(Dataset entries)
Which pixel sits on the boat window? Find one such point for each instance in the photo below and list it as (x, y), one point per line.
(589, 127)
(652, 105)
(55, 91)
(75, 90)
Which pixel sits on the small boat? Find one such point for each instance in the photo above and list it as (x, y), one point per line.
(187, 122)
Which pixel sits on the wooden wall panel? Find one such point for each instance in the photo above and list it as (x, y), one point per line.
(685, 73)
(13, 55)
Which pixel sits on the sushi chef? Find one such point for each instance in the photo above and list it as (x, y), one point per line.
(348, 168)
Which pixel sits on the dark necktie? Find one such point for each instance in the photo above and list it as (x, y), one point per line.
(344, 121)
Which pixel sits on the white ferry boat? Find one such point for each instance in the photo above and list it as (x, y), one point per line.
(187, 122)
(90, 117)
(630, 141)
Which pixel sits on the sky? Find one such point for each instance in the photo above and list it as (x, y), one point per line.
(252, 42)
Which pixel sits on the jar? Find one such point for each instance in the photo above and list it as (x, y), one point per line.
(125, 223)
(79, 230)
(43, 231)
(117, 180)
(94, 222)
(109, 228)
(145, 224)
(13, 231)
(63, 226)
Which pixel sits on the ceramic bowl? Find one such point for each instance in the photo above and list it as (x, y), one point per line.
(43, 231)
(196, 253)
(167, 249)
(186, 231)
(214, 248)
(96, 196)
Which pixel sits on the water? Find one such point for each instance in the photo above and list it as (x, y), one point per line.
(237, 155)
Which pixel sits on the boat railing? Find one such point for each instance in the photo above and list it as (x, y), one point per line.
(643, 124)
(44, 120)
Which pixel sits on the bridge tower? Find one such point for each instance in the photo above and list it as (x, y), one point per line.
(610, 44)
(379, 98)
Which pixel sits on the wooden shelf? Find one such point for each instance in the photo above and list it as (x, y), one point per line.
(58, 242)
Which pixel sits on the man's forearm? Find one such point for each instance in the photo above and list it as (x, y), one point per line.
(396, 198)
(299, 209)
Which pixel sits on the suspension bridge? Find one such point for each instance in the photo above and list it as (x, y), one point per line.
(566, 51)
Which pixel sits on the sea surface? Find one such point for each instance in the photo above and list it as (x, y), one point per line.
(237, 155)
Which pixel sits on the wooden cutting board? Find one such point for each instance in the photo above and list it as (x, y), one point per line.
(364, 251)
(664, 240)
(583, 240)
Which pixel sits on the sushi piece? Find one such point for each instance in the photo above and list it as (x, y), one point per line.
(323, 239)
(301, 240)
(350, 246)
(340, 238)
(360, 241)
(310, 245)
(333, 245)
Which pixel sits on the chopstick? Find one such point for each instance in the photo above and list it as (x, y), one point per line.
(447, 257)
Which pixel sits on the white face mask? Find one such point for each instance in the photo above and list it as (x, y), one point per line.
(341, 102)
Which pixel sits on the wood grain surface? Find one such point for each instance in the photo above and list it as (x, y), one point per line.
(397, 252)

* _Problem details_:
Please copy each record shown above exactly.

* _Response below_:
Which pixel sits on the boat window? Find one such point for each instance in the photo below and list it as (x, y), one point per line.
(589, 127)
(652, 105)
(55, 91)
(75, 90)
Which pixel sits on the small boat? Find one such point for each instance in the photo above and list it as (x, y), one point per line.
(187, 122)
Which pixel sits on the wooden wall panel? Find one such point for each instance in the photo above and list it as (x, y), one point per line.
(685, 73)
(13, 55)
Which pixel sits on the sushi chef? Find one such point for each instance in the photo above and list it as (x, y), one point per line.
(348, 168)
Which pixel sits on the dark necktie? Find one such point for each instance in the photo above and list it as (x, y), one point per line.
(344, 121)
Which pixel sits on the white ferry boat? Find one such point for each instance in the photo above and list it as (x, y), one point per line.
(187, 122)
(90, 117)
(630, 141)
Which pixel sits on the sky? Find one such point for each instance in the photo above and list it as (x, y), one point per line.
(252, 42)
Which pixel sits on the jar? Find one such point for each instance in the photo above and list it as (x, y), one point per line.
(125, 223)
(79, 230)
(43, 231)
(117, 180)
(94, 222)
(109, 228)
(145, 224)
(13, 231)
(63, 226)
Which pixel sits on the ceramic bowl? Find one such point for each instance in the photo above and list it as (x, y), one point per line.
(43, 231)
(196, 253)
(167, 249)
(186, 231)
(214, 248)
(96, 196)
Which pixel sits on the water? Find one such point for each instance in the photo above and list it as (x, y), one point per line.
(237, 155)
Which pixel sits on the boat railing? Find one such point for each instance in the photo above and list it as (x, y), one point per line.
(643, 124)
(44, 120)
Which pixel sits on the bridge tower? Find one such point for each instance in the photo above and list it as (x, y), one point per line.
(610, 44)
(379, 98)
Which pixel sits on the wooden shelf? Find one such point for each instance in the photo above and list it as (x, y), one point per line.
(58, 242)
Which pixel sits on the man's forearm? Find one such point for each instance in the photo above and list it as (x, y), one point per line.
(396, 198)
(299, 209)
Which pixel sits on the suspension bridge? Find one such point for each instance in the photo above and list it as (x, y), one point per line.
(566, 51)
Which pixel sits on the sea surface? Find one such point for each instance in the photo above and list it as (x, y), one point per line.
(237, 155)
Which pixel sits on the wooden cutting board? Find one such point for each instance in the photo above and list it as (x, y), one point per line.
(364, 251)
(664, 240)
(583, 240)
Which pixel sits on the sushi piece? Find one such point for each instance in the photo above and list it as (x, y), one point per line.
(323, 239)
(301, 240)
(350, 246)
(340, 238)
(360, 241)
(310, 245)
(333, 245)
Which pixel sits on the chopstick? Find one such point for each instance in the photo above and list it as (x, y), one point per line.
(447, 257)
Which pixel sits on the white face mask? Find one such point for each instance in the photo above and list it as (x, y), one point per line.
(341, 102)
Which pixel sits on the wood grain surface? Find one such point for each instance in the photo above and list it as (x, y), one point per line.
(397, 252)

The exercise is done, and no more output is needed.